From the line containing "Referring to the image above, could you locate the reed" to the last line of the listing below, repeat every line exactly, and output nothing else.
************
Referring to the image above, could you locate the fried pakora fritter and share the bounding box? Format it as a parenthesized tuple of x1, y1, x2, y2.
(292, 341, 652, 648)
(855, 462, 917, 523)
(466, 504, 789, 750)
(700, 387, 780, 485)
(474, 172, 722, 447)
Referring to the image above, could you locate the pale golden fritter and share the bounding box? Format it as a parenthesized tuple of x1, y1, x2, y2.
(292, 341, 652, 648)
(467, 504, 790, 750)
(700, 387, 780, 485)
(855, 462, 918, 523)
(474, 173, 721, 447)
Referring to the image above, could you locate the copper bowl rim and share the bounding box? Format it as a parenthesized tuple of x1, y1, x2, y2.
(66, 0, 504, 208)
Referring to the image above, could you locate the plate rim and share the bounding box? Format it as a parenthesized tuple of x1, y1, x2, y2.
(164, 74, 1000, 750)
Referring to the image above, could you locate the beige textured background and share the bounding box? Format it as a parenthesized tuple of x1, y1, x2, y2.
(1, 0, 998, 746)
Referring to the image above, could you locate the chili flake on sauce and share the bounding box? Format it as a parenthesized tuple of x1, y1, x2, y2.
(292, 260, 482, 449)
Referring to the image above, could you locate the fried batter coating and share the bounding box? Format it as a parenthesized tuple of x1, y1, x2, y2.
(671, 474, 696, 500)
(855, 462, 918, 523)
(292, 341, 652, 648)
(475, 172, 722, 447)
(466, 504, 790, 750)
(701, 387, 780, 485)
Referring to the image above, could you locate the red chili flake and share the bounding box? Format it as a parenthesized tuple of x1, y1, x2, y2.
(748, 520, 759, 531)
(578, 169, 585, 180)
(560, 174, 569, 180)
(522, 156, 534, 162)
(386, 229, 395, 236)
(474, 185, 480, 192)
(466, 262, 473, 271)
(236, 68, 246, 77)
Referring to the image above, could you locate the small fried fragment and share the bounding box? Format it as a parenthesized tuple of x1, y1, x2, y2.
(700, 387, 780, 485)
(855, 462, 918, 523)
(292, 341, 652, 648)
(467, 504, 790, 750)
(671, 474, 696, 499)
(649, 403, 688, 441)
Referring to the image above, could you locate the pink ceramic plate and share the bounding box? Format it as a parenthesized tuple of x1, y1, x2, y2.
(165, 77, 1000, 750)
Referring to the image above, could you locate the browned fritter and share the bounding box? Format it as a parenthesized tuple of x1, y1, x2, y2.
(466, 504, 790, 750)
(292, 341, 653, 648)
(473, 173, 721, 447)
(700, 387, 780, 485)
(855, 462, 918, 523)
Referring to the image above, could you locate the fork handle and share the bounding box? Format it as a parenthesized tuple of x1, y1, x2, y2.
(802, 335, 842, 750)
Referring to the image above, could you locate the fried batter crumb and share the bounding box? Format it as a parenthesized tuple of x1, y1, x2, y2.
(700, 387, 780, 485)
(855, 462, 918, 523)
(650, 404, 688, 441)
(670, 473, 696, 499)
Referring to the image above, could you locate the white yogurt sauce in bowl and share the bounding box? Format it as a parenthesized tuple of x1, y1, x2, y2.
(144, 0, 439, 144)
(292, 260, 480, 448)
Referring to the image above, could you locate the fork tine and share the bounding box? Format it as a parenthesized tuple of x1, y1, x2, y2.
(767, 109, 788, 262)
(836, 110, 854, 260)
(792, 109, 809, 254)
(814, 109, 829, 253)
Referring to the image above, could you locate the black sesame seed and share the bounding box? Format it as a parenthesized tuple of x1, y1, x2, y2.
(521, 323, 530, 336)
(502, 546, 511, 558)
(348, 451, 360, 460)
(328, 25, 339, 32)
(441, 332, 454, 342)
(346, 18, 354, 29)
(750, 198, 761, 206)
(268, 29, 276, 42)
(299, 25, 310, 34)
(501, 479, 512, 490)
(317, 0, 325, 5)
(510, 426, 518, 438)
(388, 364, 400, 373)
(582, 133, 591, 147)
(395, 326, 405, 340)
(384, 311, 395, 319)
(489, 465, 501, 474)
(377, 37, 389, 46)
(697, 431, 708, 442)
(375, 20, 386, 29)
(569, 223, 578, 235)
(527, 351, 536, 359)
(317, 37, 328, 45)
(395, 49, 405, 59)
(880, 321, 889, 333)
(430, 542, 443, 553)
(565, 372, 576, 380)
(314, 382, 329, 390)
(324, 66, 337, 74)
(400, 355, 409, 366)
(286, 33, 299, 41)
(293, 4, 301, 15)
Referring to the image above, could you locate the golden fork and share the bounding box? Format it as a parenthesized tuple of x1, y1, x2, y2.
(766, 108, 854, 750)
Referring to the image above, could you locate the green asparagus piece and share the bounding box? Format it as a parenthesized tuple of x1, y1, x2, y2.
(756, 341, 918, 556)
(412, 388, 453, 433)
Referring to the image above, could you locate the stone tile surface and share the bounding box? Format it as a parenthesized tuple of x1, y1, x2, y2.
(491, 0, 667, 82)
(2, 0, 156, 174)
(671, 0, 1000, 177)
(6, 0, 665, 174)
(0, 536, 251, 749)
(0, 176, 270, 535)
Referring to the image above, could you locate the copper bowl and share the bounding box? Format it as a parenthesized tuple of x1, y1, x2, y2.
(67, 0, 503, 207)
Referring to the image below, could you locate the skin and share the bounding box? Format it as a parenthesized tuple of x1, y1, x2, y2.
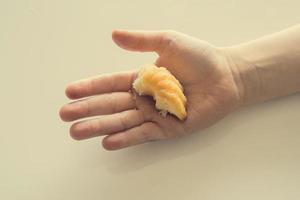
(59, 25, 300, 150)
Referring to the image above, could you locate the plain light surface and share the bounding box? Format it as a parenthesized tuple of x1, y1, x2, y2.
(1, 0, 300, 199)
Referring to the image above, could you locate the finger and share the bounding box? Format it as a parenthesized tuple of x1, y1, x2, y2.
(59, 92, 136, 122)
(102, 122, 165, 150)
(112, 29, 174, 54)
(65, 71, 137, 99)
(70, 109, 146, 140)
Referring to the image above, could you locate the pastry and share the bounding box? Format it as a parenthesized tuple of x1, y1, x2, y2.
(133, 64, 187, 120)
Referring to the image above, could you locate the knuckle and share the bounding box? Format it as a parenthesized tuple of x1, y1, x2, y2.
(119, 113, 130, 130)
(74, 101, 89, 118)
(158, 30, 180, 55)
(108, 93, 118, 113)
(162, 30, 179, 40)
(82, 101, 91, 116)
(89, 78, 96, 94)
(140, 124, 151, 142)
(89, 120, 99, 135)
(137, 110, 146, 122)
(165, 30, 178, 36)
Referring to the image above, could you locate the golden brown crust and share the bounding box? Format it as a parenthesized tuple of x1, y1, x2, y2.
(133, 64, 187, 120)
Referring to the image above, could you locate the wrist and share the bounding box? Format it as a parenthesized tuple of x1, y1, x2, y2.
(222, 45, 263, 106)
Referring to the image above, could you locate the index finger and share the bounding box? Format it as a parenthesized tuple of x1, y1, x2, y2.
(65, 71, 137, 99)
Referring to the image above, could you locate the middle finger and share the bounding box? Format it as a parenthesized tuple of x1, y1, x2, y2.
(60, 92, 135, 122)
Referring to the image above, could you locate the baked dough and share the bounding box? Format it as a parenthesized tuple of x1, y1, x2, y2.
(133, 64, 187, 120)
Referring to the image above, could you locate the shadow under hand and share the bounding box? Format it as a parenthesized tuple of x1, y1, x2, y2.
(84, 94, 300, 174)
(98, 112, 245, 174)
(80, 93, 300, 176)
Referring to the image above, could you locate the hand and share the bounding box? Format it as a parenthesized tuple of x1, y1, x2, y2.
(59, 30, 242, 150)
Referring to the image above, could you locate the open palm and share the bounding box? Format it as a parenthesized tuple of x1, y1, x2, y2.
(59, 30, 241, 150)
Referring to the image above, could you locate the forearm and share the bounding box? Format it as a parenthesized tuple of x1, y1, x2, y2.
(227, 24, 300, 105)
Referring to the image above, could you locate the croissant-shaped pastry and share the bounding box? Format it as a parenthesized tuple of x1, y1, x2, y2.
(133, 64, 187, 120)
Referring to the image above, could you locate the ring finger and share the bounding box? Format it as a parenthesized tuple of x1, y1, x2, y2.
(70, 109, 146, 140)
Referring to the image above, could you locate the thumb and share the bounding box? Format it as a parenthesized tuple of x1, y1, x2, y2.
(112, 30, 172, 54)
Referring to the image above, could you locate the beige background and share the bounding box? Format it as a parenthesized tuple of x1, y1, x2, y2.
(1, 0, 300, 199)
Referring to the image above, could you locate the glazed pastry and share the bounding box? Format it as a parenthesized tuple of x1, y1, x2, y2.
(133, 64, 187, 120)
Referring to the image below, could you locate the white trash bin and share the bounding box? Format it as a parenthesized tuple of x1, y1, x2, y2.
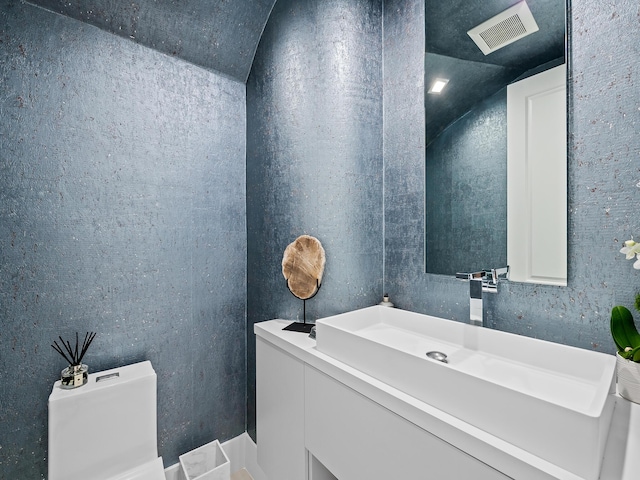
(179, 439, 230, 480)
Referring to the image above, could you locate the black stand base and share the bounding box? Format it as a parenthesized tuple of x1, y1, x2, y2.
(283, 322, 315, 334)
(284, 279, 321, 333)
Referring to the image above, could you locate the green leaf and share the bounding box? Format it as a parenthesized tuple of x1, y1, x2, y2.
(611, 305, 640, 351)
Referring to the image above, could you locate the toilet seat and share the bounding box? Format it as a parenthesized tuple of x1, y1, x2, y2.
(109, 458, 166, 480)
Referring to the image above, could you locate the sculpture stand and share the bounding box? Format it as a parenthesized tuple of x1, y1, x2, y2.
(283, 279, 321, 334)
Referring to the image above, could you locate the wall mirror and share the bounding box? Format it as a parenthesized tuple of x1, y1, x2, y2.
(424, 0, 567, 285)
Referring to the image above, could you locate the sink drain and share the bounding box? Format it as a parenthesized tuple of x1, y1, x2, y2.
(426, 351, 448, 363)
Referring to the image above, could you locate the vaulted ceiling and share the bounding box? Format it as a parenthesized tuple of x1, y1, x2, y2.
(27, 0, 278, 82)
(26, 0, 565, 143)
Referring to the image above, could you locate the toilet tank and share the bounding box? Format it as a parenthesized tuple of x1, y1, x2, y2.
(48, 361, 159, 480)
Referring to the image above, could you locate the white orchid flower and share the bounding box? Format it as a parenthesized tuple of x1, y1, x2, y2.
(620, 240, 640, 260)
(634, 255, 640, 270)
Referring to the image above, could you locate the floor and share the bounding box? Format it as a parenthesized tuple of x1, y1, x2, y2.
(231, 468, 254, 480)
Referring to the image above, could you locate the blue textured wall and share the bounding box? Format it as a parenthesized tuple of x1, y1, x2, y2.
(385, 0, 640, 350)
(426, 90, 507, 275)
(0, 1, 247, 476)
(246, 0, 383, 439)
(3, 0, 640, 477)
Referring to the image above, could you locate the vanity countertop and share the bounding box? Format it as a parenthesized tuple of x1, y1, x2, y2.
(255, 319, 640, 480)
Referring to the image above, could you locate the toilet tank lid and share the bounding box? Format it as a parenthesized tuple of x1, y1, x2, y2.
(49, 360, 156, 402)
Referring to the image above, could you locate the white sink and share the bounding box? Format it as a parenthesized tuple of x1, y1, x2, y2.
(315, 306, 617, 480)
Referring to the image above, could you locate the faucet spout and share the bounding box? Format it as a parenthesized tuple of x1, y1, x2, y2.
(469, 279, 483, 326)
(457, 266, 509, 327)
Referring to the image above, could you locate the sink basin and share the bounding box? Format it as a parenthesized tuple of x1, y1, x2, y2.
(315, 306, 617, 480)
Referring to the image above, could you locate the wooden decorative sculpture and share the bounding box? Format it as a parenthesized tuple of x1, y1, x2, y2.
(282, 235, 325, 332)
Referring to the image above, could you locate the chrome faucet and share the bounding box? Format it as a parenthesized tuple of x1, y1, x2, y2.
(456, 267, 509, 326)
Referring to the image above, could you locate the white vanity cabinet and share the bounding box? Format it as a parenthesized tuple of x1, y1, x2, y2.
(256, 318, 640, 480)
(256, 322, 508, 480)
(256, 336, 306, 480)
(305, 366, 509, 480)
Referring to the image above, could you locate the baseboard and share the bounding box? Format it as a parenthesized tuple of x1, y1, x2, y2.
(164, 432, 267, 480)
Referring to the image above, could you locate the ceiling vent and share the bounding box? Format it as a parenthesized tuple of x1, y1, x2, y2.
(467, 1, 539, 55)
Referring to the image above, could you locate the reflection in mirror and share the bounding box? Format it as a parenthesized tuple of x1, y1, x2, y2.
(424, 0, 566, 281)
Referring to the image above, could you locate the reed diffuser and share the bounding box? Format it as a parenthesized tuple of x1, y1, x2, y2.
(51, 332, 97, 389)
************
- Solution to this exercise -
Referring to the image above, could you locate the reed diffuser and share the bounding box? Format it as a parenthesized tuple of x1, y1, x2, y2.
(51, 332, 97, 389)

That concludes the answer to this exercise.